* **SUPPLIED RECORDS**
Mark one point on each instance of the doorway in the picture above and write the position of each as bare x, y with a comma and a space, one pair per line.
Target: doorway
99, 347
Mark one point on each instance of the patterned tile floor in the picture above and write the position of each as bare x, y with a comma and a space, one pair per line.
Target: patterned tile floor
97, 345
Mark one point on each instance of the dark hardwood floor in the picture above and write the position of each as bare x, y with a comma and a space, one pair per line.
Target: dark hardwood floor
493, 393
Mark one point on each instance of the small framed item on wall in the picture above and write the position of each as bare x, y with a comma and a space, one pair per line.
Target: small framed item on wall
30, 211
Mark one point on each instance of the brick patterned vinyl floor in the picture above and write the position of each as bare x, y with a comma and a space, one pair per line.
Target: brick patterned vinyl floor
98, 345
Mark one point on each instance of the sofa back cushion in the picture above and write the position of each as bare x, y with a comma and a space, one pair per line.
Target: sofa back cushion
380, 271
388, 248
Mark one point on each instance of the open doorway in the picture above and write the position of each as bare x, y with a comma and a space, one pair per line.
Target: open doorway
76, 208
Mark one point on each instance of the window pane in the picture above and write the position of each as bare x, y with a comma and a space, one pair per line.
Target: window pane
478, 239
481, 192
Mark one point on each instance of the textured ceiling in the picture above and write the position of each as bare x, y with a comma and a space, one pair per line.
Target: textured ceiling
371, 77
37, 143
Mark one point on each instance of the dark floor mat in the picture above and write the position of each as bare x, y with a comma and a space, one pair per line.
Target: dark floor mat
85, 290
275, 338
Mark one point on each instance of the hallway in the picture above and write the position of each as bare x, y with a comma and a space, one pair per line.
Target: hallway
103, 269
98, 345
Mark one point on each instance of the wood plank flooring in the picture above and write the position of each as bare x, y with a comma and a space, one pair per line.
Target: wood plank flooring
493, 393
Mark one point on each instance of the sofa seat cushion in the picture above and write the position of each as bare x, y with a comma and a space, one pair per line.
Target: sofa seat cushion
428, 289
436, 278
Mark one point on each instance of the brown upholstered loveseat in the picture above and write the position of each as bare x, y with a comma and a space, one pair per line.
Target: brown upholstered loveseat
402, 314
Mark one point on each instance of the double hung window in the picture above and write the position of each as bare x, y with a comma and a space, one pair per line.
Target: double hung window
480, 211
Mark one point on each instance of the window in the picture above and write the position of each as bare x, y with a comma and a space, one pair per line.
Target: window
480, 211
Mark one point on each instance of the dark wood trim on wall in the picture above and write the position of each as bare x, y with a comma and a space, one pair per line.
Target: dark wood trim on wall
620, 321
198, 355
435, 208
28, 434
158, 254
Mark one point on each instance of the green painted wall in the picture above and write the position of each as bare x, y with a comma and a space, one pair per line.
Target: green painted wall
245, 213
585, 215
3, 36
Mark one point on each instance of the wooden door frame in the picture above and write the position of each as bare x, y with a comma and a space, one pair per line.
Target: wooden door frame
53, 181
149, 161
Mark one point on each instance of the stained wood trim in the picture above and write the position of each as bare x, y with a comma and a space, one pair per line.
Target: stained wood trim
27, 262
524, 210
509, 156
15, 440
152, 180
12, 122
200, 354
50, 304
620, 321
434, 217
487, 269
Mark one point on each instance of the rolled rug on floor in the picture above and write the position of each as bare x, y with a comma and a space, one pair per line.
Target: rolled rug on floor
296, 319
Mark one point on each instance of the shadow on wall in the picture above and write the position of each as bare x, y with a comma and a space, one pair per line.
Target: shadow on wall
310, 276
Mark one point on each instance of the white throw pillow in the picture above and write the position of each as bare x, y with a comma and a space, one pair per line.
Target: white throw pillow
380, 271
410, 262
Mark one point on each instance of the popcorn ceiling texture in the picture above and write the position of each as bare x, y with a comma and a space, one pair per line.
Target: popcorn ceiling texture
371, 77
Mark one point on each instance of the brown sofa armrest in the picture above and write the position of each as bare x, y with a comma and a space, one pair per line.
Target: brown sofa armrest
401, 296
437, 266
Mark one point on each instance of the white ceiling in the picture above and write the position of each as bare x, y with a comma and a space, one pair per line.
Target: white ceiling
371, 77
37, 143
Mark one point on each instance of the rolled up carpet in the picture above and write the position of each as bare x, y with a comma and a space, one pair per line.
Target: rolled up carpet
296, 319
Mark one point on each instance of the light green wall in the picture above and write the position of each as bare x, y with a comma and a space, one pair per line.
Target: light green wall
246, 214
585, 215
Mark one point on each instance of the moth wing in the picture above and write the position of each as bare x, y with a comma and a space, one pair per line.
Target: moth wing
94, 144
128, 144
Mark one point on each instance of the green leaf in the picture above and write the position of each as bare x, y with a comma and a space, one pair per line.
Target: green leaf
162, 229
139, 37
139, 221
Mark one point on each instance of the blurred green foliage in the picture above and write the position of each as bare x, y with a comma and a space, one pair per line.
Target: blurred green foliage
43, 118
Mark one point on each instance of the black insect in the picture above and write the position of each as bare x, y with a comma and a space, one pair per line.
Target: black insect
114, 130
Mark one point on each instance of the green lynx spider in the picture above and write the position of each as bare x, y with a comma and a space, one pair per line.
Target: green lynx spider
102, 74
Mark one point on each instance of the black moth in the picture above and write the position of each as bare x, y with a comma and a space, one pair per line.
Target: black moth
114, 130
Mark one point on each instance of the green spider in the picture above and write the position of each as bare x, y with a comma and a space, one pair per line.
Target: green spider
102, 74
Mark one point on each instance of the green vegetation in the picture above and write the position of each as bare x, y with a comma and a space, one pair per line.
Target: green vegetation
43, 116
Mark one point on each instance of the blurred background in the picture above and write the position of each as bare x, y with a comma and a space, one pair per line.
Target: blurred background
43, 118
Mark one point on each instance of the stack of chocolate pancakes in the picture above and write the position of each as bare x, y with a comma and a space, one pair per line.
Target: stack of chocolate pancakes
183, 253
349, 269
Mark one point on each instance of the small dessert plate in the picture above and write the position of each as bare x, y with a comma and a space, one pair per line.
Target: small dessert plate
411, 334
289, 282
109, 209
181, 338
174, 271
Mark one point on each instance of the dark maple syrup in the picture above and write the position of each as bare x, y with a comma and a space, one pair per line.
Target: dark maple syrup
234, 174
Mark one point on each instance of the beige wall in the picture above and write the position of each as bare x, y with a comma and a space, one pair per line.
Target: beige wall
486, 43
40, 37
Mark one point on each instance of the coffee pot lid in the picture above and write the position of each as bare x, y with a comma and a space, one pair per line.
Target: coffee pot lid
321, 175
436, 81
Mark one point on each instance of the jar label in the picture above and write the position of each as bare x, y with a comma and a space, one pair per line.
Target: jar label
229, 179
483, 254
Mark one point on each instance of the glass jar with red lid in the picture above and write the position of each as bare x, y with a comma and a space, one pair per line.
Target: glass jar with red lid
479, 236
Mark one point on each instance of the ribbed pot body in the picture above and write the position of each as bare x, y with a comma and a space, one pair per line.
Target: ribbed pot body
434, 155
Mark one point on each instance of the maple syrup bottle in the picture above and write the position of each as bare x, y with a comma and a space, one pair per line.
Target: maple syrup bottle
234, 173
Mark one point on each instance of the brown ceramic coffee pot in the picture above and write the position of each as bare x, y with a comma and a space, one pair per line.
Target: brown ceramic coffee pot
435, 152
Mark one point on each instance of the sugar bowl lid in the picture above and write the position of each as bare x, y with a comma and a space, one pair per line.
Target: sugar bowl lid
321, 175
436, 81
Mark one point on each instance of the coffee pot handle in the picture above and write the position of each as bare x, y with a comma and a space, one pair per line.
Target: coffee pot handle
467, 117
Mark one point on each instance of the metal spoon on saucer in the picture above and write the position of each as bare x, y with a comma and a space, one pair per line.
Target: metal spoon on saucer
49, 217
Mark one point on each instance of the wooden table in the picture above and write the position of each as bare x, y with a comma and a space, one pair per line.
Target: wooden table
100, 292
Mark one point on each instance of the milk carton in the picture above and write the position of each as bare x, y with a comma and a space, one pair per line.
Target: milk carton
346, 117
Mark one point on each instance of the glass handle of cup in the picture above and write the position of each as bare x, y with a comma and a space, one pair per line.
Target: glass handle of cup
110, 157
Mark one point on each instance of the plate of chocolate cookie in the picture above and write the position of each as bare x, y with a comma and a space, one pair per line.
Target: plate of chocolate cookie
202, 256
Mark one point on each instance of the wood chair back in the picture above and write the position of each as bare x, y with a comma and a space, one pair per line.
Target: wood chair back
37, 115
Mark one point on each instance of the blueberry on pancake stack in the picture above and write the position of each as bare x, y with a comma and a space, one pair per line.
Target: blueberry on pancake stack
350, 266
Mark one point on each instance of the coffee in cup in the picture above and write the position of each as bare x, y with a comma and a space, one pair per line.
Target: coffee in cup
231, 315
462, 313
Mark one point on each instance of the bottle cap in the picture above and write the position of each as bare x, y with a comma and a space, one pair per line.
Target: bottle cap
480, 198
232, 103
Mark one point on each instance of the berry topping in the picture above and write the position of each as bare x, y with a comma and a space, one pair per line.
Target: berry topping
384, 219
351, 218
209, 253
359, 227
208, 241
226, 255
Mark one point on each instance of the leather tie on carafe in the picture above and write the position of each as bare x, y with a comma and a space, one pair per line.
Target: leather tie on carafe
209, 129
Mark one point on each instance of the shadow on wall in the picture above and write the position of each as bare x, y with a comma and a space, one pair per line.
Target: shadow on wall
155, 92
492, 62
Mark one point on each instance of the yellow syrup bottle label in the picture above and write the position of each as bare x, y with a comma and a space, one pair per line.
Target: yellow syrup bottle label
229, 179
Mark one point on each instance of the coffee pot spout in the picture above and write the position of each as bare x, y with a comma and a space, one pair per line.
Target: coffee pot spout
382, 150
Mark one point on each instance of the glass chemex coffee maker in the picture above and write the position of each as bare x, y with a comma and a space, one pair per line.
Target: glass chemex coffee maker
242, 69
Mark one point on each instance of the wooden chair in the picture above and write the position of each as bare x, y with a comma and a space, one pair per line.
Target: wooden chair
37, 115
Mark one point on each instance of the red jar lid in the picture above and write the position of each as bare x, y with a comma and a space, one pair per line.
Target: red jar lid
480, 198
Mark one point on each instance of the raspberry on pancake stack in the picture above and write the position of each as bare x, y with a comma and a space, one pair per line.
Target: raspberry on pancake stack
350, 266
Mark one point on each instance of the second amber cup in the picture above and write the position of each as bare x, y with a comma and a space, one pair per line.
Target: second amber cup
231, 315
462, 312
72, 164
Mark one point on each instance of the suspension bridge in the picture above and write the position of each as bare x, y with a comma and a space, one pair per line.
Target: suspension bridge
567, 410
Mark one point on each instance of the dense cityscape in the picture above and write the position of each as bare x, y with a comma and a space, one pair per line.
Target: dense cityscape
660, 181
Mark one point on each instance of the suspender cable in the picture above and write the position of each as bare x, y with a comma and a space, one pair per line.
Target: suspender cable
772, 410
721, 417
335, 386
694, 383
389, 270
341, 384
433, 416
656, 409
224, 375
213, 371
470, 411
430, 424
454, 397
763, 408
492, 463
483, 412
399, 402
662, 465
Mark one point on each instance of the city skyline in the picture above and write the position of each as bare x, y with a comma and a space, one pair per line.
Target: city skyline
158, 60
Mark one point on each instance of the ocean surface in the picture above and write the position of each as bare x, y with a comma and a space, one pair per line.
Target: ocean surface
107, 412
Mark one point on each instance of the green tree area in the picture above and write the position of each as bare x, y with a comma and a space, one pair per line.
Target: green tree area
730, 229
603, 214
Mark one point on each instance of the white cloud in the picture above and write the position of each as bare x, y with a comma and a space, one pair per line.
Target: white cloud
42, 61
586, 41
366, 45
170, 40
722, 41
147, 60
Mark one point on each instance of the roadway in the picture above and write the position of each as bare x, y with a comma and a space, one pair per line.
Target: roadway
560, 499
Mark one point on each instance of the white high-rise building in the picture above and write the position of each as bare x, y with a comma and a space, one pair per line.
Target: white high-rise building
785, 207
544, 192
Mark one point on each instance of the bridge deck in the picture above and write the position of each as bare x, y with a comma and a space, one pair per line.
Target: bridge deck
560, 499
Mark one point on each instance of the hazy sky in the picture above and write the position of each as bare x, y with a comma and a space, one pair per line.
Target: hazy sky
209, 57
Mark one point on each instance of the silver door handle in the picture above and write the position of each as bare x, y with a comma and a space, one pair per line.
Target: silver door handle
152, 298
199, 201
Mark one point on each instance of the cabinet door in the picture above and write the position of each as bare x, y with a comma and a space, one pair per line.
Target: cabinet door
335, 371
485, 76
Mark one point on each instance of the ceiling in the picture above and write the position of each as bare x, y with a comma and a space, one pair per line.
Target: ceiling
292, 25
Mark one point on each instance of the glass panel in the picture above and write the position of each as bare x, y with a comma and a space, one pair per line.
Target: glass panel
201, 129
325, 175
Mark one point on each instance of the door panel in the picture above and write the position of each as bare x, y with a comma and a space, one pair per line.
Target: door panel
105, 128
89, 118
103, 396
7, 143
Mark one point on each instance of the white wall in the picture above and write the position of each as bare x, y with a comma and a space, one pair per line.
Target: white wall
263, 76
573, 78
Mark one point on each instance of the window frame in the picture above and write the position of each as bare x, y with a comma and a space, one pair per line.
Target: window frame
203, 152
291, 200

* **WHAT YOU HAVE TO DO**
Using the records above, copy word for word the line with "Target: coffee pot handle", the line with "Mark one point on each instance of the plate", and every line between them.

* **SOLUTION TO THIS TASK**
Target: coffee pot handle
467, 117
Mark one point on each instance of the metal spoon on saucer in the picture above and write the position of each as bare x, y with a comma and a space, one pair per line.
Target: metal spoon on saucer
49, 217
Mark one point on each instance of the wooden table in the picture above and write the position of each as bare x, y with a comma and a space, one pair per line.
Target: wooden table
100, 292
Mark one point on each instance of the milk carton in the picture above and write the position of each as bare x, y with a comma and a space, one pair per line.
Target: milk carton
346, 117
Mark one point on each instance of the glass handle of cup in the picture above and write the position of each as bare x, y with a comma and a space, one pair per line.
Target: glass handle of cup
110, 157
Mark one point on each instance of the plate of chocolate cookie in the picture above and write the position of each as bare x, y with a comma and a space, one pair per line.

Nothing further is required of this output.